* Task prompt:
Exact transcription with no images: write out all of the entries below.

[Dataset entries]
********

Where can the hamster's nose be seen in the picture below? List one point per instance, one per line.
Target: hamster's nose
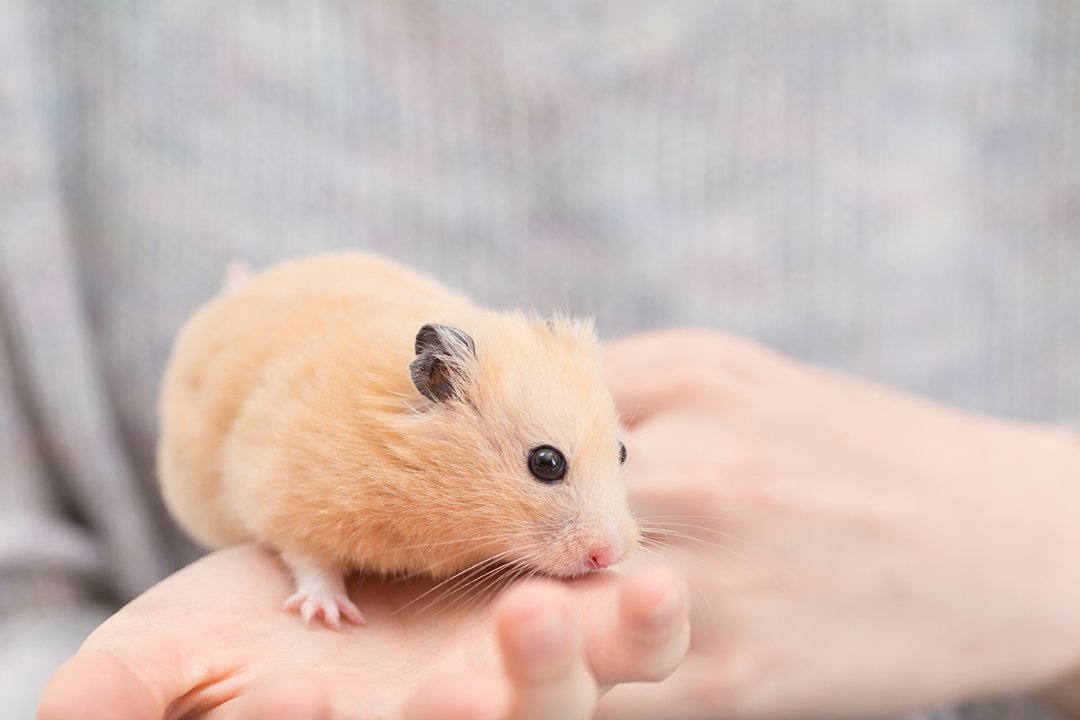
(604, 555)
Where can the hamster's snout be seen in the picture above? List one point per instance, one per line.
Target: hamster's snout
(605, 554)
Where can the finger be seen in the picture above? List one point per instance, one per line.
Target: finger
(540, 639)
(284, 698)
(648, 636)
(97, 685)
(457, 696)
(689, 693)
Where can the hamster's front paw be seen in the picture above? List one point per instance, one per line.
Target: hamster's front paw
(321, 593)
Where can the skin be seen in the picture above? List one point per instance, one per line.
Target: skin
(851, 551)
(212, 642)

********

* Expected answer:
Where can the hamster's nose be seen in the picture below? List one point per instance, one per line.
Target: hamster's nose
(604, 555)
Where can the hamster's snout be seen in the picture above? List one point per instance, one per line.
Target: hamster's snout
(605, 554)
Where can the finger be seen in the picture above? List one point per instance, one per line.
Target: finger
(540, 639)
(284, 698)
(648, 636)
(97, 685)
(457, 696)
(689, 693)
Where can the hamster's front paw be seen in the picture above? List one point per instance, one per line.
Target: hamster's front paw
(321, 593)
Where can the skin be seen in the picture above? List one point per instance, one per line.
Target: skin
(851, 551)
(212, 642)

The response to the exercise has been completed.